[To do]:
1. From the network routing comment, copy the passage that begins with the words containing "and set on the" and ends with "of port addresses)".
2. The network routing comment assigns specific IP addresses to ports or devices. List each of these addresses along with what it is assigned to.
3. Continue the network routing comment, picking up after its final sentence.

Aaron StreetTechnical Infrastructure Architecture and Global Network Manager

Commented:
yes seperate switchs per subnet (a vlan is in effect a seperate switch), i often plan a network as seperate physical switchs, and then condence it down to VLAN's if possible or needed. Plan networks logicaly first and then think of how you will do it physicaly :)

and yes about the keeping your current network address range..

it works somethign like

the core router/switch. has the first port assigend an IP address of 192.168.0.1 (this becomes your default gate way for all devices attached to switchs connected back to that port though the network)

and I would assing the last port to have a network address of some thing like 10.0.0.1 with a subnet of 255.255.255.252. then set the internal IP address of your router /gateway /firewall as 10.0.0.2 255.255.255.252.
(most people set either the first or the last port/ipaddress in a network as the default gate way)

then you simple enable routing proticol and enter the networks you want to be routed.
and set on the switch that 10.0.0.2 is the default gate way for the core switch, any destination networks ip address it dose not know about it forwards to the exteranal connected router and so you are connected to the internet.

in this case 192.168.0.0 255.255.255.0
and 10.0.0.0 255.255.255.252

this will forward all data between networks and the internet.

you can then look in to access list where you can block data with rules between networks.. (may be you only want people to be able to talk to the servers on a small range of port addresses)

[Dataset extract]:
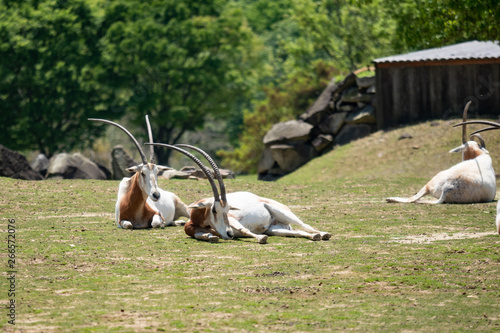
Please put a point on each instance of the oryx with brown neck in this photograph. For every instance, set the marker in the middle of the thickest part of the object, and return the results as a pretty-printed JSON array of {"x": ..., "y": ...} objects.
[
  {"x": 141, "y": 203},
  {"x": 240, "y": 214}
]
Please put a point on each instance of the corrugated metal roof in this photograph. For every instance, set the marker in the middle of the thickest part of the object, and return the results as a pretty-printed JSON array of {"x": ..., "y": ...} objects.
[{"x": 468, "y": 50}]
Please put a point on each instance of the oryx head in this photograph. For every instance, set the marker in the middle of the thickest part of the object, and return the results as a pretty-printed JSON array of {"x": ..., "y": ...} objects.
[
  {"x": 470, "y": 149},
  {"x": 215, "y": 209},
  {"x": 147, "y": 172}
]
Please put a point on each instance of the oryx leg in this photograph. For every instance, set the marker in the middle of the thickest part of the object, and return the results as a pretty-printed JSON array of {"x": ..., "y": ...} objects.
[
  {"x": 158, "y": 221},
  {"x": 241, "y": 231},
  {"x": 200, "y": 233},
  {"x": 424, "y": 191},
  {"x": 280, "y": 230},
  {"x": 287, "y": 217}
]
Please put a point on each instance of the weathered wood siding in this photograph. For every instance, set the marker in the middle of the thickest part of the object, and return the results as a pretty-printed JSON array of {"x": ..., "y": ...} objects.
[{"x": 412, "y": 93}]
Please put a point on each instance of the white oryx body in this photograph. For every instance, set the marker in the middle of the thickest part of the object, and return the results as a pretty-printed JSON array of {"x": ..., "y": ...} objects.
[
  {"x": 262, "y": 216},
  {"x": 470, "y": 181},
  {"x": 493, "y": 126},
  {"x": 141, "y": 205},
  {"x": 240, "y": 214}
]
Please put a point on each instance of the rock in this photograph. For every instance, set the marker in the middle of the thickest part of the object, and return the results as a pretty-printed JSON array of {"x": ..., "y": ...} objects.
[
  {"x": 266, "y": 161},
  {"x": 353, "y": 95},
  {"x": 352, "y": 132},
  {"x": 333, "y": 123},
  {"x": 15, "y": 165},
  {"x": 40, "y": 164},
  {"x": 288, "y": 131},
  {"x": 120, "y": 161},
  {"x": 322, "y": 141},
  {"x": 366, "y": 115},
  {"x": 365, "y": 82},
  {"x": 321, "y": 107},
  {"x": 290, "y": 157},
  {"x": 74, "y": 166}
]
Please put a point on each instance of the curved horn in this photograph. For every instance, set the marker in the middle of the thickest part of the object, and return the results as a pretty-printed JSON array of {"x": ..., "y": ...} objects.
[
  {"x": 485, "y": 129},
  {"x": 197, "y": 161},
  {"x": 481, "y": 141},
  {"x": 141, "y": 152},
  {"x": 151, "y": 148},
  {"x": 464, "y": 129},
  {"x": 213, "y": 165}
]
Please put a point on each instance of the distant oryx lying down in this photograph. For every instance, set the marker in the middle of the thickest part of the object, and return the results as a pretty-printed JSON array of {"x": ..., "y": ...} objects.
[
  {"x": 470, "y": 181},
  {"x": 239, "y": 214},
  {"x": 493, "y": 126},
  {"x": 141, "y": 203}
]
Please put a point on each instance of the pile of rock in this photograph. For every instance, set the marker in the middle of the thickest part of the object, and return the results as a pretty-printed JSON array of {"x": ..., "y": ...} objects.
[{"x": 343, "y": 112}]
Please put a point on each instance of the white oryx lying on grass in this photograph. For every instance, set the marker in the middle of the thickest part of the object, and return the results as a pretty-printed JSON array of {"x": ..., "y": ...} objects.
[
  {"x": 493, "y": 126},
  {"x": 141, "y": 203},
  {"x": 239, "y": 214},
  {"x": 470, "y": 181}
]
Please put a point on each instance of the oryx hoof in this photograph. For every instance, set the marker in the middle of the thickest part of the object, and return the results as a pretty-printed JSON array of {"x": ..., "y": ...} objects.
[
  {"x": 262, "y": 239},
  {"x": 157, "y": 222},
  {"x": 127, "y": 225},
  {"x": 179, "y": 223},
  {"x": 213, "y": 239},
  {"x": 325, "y": 235},
  {"x": 316, "y": 237}
]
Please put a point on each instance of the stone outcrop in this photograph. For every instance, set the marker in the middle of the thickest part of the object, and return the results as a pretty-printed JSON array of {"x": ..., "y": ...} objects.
[
  {"x": 15, "y": 165},
  {"x": 343, "y": 112}
]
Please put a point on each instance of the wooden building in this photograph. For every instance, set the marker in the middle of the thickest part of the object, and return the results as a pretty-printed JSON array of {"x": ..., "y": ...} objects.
[{"x": 437, "y": 83}]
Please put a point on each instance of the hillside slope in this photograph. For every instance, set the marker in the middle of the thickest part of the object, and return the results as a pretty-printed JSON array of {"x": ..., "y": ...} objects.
[{"x": 385, "y": 155}]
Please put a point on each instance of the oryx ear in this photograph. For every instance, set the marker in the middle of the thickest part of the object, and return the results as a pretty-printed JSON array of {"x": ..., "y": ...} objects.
[
  {"x": 458, "y": 149},
  {"x": 134, "y": 169},
  {"x": 200, "y": 205}
]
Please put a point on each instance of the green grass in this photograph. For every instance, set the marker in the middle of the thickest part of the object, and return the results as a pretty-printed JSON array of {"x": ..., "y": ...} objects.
[{"x": 388, "y": 267}]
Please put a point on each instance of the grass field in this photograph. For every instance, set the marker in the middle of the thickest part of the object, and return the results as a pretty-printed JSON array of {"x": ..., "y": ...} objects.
[{"x": 388, "y": 267}]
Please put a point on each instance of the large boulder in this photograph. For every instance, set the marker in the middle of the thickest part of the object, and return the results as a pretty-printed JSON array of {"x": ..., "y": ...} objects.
[
  {"x": 288, "y": 131},
  {"x": 74, "y": 166},
  {"x": 365, "y": 115},
  {"x": 15, "y": 165},
  {"x": 290, "y": 157},
  {"x": 120, "y": 161},
  {"x": 333, "y": 123}
]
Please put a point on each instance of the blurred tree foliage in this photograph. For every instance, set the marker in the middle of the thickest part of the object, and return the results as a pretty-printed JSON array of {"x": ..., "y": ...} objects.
[
  {"x": 178, "y": 61},
  {"x": 423, "y": 24},
  {"x": 246, "y": 63},
  {"x": 49, "y": 75}
]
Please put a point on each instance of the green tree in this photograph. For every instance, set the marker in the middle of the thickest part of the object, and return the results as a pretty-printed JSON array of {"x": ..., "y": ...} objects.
[
  {"x": 281, "y": 104},
  {"x": 48, "y": 75},
  {"x": 178, "y": 61},
  {"x": 423, "y": 24}
]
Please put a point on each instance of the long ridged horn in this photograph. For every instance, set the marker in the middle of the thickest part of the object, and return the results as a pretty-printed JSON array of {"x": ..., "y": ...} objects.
[
  {"x": 151, "y": 148},
  {"x": 480, "y": 122},
  {"x": 213, "y": 165},
  {"x": 141, "y": 152},
  {"x": 197, "y": 161},
  {"x": 481, "y": 141},
  {"x": 464, "y": 129}
]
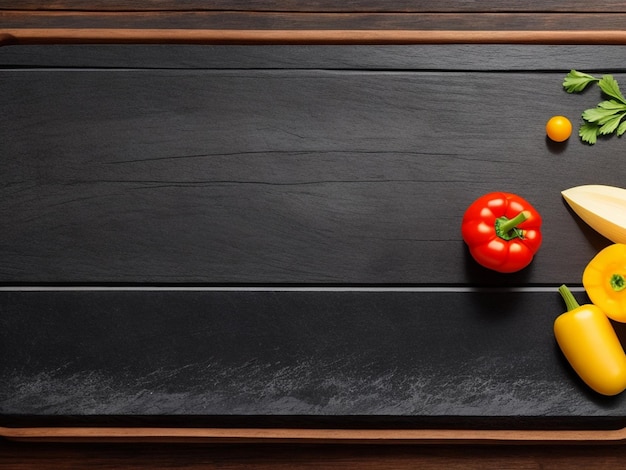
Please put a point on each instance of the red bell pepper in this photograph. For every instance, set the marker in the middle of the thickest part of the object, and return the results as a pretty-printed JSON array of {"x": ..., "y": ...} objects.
[{"x": 502, "y": 231}]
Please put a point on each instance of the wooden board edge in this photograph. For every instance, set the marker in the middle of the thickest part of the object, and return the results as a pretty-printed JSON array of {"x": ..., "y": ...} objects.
[
  {"x": 33, "y": 36},
  {"x": 313, "y": 436}
]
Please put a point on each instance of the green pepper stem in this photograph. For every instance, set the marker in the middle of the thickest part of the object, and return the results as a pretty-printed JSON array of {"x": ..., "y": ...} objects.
[
  {"x": 510, "y": 224},
  {"x": 617, "y": 282},
  {"x": 568, "y": 297}
]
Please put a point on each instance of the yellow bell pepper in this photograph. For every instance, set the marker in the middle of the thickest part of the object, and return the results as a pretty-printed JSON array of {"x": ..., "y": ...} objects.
[
  {"x": 604, "y": 279},
  {"x": 590, "y": 344}
]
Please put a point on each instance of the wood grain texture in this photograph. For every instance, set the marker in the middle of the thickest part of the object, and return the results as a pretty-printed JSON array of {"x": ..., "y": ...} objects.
[
  {"x": 19, "y": 456},
  {"x": 315, "y": 23},
  {"x": 316, "y": 6}
]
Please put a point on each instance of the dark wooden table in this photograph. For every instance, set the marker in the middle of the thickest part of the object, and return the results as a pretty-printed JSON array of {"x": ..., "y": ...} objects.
[{"x": 314, "y": 190}]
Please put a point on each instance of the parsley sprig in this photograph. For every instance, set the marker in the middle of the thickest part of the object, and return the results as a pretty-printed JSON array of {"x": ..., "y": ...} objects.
[{"x": 607, "y": 116}]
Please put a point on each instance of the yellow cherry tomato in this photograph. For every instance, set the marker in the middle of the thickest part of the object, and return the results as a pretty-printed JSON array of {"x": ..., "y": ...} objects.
[
  {"x": 591, "y": 346},
  {"x": 559, "y": 128}
]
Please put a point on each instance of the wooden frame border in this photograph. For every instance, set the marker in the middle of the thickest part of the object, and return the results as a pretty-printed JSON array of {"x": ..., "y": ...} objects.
[
  {"x": 26, "y": 36},
  {"x": 311, "y": 436},
  {"x": 31, "y": 36}
]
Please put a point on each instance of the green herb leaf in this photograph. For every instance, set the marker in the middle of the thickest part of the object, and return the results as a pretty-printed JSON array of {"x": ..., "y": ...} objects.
[
  {"x": 607, "y": 116},
  {"x": 576, "y": 81},
  {"x": 609, "y": 126},
  {"x": 609, "y": 86},
  {"x": 588, "y": 132},
  {"x": 612, "y": 104},
  {"x": 597, "y": 114}
]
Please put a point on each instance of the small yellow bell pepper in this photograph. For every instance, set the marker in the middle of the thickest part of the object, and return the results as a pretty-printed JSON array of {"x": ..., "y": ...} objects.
[
  {"x": 590, "y": 344},
  {"x": 604, "y": 279}
]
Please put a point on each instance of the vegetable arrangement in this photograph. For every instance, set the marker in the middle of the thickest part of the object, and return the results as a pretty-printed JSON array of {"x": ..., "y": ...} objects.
[{"x": 503, "y": 233}]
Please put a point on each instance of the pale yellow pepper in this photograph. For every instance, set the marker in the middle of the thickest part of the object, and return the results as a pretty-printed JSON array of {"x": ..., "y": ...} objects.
[
  {"x": 604, "y": 279},
  {"x": 590, "y": 344}
]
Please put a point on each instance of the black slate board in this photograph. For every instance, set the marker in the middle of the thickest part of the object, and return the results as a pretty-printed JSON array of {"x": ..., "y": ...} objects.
[{"x": 299, "y": 218}]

[Answers below]:
1.
and set on the switch that 10.0.0.2 is the default gate way for the core switch, any destination networks ip address it dose not know about it forwards to the exteranal connected router and so you are connected to the internet.

in this case 192.168.0.0 255.255.255.0
and 10.0.0.0 255.255.255.252

this will forward all data between networks and the internet.

you can then look in to access list where you can block data with rules between networks.. (may be you only want people to be able to talk to the servers on a small range of port addresses)

2.
- 192.168.0.1: the first port of the core router/switch
- 10.0.0.1: the last port of the core router/switch
- 10.0.0.2: the internal IP address of the router/gateway/firewall

3.
when adding a new network. you simple log on to the core switch/router. give the port you are going to use and ip address and subnetmask

on a cisco switch this is simple

#interface gig1/0/5 (switch number/module number/ port number. this is for if you have a stack of switchs mutiple modules installed, all Cisco switchs use the same basic IOS)

then type
#ip address xxx.xxx.xxx.xxx  yyy.yyy.yyy.yyy (hard aint it ;) )

and then go in to the routing protcol console page and type

#network xxx.xxx.xxx.xxx yyy.yyy.yyy.yyy

thats it for basic routing set up..

of course with access lists and stuff there is lots more to it. but that is the simplest way it will work. after that its up to you how far you want to take it.....

set it up on a test switch, play with it for a bit (infact get packet tracer 4.1 you can serch and find a download its a nice simple cisco network simulator with very easy to set up configs that you can even copy and past in to a real switch config!!) and you can even view the packets graphicaly going over the network step through. see waht is happening when they hit the switch. Its a great way to practic you network.